**ENTRIES SUPPLIED:**
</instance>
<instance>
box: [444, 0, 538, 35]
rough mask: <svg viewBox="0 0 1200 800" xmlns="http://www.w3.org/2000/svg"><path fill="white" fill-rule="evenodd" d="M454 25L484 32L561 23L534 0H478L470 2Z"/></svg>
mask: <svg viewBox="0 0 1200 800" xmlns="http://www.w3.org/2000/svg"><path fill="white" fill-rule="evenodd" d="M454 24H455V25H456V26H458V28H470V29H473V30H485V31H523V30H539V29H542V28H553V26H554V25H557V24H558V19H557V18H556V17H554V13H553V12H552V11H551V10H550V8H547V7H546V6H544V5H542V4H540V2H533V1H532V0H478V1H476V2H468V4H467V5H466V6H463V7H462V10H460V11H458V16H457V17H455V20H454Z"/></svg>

**PROMPT:** Reproduce every one of the entries above line for line, keeping each character unchanged.

**RESULT OF THIS EXERCISE:**
</instance>
<instance>
box: [444, 0, 538, 35]
rough mask: <svg viewBox="0 0 1200 800" xmlns="http://www.w3.org/2000/svg"><path fill="white" fill-rule="evenodd" d="M454 25L484 32L561 23L534 0H478L470 2Z"/></svg>
mask: <svg viewBox="0 0 1200 800" xmlns="http://www.w3.org/2000/svg"><path fill="white" fill-rule="evenodd" d="M454 24H455V25H456V26H458V28H470V29H473V30H485V31H523V30H539V29H542V28H553V26H554V25H557V24H558V19H557V18H556V17H554V13H553V12H552V11H551V10H550V8H547V7H546V6H544V5H542V4H540V2H533V1H532V0H478V1H476V2H468V4H467V5H466V6H463V7H462V10H460V11H458V16H457V17H455V20H454Z"/></svg>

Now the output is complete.